▶ [RECORDED DATA]:
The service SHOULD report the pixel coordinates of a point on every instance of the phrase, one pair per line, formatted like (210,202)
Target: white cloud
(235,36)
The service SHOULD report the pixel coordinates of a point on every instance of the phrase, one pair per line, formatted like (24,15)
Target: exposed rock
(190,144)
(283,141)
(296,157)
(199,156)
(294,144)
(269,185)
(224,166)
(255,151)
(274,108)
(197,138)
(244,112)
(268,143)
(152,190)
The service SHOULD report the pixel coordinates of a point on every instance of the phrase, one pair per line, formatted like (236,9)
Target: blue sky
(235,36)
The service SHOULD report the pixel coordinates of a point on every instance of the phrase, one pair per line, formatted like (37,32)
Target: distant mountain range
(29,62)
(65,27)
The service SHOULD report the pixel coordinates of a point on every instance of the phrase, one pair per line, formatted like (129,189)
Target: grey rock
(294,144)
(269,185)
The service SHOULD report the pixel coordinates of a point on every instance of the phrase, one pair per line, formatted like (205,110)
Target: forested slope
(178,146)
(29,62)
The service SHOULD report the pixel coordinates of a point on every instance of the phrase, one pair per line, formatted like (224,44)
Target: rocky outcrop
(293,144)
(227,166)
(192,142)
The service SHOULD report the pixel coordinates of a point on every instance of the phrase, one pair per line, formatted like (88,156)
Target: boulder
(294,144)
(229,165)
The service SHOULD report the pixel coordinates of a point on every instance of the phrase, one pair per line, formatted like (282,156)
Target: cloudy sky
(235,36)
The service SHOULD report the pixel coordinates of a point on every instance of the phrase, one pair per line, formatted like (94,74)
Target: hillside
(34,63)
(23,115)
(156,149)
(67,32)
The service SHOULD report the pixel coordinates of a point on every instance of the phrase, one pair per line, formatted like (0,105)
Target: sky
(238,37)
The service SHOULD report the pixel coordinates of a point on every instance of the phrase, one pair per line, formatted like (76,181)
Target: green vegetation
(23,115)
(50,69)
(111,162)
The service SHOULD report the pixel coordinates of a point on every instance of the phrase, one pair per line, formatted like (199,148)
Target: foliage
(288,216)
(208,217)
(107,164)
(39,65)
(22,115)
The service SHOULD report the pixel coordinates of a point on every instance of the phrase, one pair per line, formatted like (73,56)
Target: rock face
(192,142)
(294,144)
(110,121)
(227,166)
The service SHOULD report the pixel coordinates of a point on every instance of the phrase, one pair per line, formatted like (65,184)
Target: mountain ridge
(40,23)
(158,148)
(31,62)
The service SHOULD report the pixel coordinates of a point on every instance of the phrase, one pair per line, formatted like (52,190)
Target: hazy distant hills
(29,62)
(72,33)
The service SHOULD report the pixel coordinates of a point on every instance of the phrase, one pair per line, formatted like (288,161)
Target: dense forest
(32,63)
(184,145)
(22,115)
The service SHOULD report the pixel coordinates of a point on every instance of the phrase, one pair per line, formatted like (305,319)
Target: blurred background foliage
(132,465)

▶ [EXERCISE GOAL]: Can you convert the entries above, from the line containing "formatted like (65,184)" through the end, inclusive, into a Markdown table with the columns Row and Line, leaving out any blank lines?

▶ [REPLY]:
| Row | Line |
|---|---|
| 1 | The service SHOULD report the pixel coordinates of a point on every instance of the phrase, one pair per line, formatted like (65,184) |
| 2 | Target: mountain ridge |
| 3 | (40,23) |
| 4 | (158,148) |
| 5 | (31,62) |
| 6 | The service SHOULD report the pixel coordinates of a point on every instance of the phrase, one pair per line, formatted like (52,190) |
| 7 | Target: hazy distant hills |
| 8 | (29,62) |
| 9 | (72,33) |
| 10 | The service SHOULD report the pixel coordinates of a point on every instance of the phrase, one pair per line, formatted like (288,161) |
| 11 | Target: dense forest |
| 12 | (32,63) |
| 13 | (184,145) |
| 14 | (22,115) |
| 15 | The service SHOULD report the pixel coordinates of a point on every instance of the phrase, one pair per line, formatted like (305,319) |
| 16 | Target: blurred background foliage |
| 17 | (132,465) |